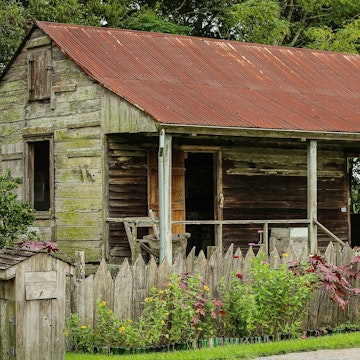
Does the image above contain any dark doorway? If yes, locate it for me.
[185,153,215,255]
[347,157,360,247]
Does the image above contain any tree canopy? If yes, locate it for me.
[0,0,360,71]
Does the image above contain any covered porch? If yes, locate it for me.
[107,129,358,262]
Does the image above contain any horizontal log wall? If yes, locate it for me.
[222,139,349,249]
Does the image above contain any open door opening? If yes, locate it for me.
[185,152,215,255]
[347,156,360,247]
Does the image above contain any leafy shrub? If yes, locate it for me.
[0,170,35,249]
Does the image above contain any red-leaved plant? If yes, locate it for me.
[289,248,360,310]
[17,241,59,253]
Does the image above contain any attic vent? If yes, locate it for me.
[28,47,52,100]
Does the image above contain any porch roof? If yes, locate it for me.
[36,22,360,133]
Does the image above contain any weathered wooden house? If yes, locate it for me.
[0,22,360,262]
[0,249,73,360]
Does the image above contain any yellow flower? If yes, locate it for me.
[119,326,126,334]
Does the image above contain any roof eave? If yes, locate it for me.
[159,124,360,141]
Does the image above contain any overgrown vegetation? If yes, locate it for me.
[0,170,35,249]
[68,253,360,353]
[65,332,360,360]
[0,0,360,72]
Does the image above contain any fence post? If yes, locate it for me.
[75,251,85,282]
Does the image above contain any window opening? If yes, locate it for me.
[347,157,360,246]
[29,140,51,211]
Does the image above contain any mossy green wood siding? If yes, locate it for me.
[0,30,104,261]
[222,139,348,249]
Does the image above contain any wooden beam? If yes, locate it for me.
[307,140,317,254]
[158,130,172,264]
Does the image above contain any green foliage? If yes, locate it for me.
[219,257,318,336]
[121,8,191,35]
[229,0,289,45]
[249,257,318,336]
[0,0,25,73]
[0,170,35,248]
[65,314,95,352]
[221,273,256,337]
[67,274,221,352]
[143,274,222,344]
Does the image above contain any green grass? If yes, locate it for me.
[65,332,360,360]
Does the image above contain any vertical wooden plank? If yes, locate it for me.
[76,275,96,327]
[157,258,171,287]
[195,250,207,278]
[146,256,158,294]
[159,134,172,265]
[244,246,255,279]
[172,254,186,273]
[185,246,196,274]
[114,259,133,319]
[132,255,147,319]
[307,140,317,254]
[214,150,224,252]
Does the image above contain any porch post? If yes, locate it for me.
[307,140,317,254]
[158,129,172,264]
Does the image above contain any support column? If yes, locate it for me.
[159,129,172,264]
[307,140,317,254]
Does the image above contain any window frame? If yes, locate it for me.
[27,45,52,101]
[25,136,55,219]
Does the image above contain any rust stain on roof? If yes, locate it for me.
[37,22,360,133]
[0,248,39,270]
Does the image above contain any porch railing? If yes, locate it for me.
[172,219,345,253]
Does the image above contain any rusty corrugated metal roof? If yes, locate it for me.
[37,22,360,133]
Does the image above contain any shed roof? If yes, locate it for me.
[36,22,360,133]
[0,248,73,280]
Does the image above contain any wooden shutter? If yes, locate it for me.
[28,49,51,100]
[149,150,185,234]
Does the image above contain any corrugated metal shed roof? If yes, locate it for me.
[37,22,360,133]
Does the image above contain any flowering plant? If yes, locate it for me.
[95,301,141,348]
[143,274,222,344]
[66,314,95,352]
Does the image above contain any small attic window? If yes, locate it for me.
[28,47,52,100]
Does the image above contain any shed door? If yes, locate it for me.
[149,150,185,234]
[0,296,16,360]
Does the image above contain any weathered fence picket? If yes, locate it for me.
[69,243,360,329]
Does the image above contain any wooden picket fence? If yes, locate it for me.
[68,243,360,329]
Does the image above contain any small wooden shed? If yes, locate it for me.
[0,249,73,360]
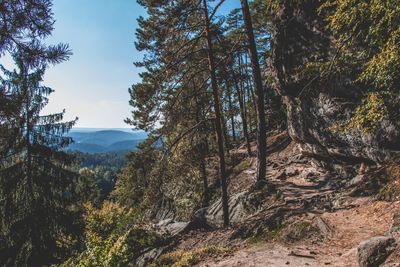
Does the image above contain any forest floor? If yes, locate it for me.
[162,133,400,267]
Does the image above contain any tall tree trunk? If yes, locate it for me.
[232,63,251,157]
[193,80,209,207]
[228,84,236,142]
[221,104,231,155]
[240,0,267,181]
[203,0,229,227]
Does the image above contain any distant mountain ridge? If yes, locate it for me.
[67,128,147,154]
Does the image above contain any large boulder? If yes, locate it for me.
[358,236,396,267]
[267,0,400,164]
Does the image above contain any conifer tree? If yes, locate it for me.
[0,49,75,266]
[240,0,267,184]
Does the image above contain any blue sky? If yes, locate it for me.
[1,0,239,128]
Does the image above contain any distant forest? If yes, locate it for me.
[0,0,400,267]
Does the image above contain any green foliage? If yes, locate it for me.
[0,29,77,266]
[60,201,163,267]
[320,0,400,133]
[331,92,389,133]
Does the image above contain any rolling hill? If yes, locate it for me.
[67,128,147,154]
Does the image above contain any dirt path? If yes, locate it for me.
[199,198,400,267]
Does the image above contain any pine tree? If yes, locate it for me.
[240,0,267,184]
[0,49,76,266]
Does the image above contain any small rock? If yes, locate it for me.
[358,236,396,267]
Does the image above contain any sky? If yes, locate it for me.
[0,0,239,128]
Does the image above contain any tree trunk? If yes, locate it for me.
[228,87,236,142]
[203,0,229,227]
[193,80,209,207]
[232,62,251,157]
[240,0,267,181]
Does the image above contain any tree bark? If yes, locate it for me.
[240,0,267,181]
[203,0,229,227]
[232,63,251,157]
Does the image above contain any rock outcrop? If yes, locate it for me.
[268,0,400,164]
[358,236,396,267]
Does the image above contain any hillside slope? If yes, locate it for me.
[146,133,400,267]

____________

■ **WRITTEN REQUEST**: Please pick out every line above that contains the word "tree" and copy each one in full.

■ **REPLY TO THE EXERCISE**:
Does the image above contain any tree canopy? If yes, locate it for me.
Does the image above contain any tall tree trunk? If yes, locate it for me.
Does the image above contain any conifer tree? If yes, locate it for me.
Does the image above contain any pine tree? If yes, locate it for me.
Does the image above contain any tree trunk? If yes, locate it for me.
Does the image above contain any tree bark? If yes, locate it for me.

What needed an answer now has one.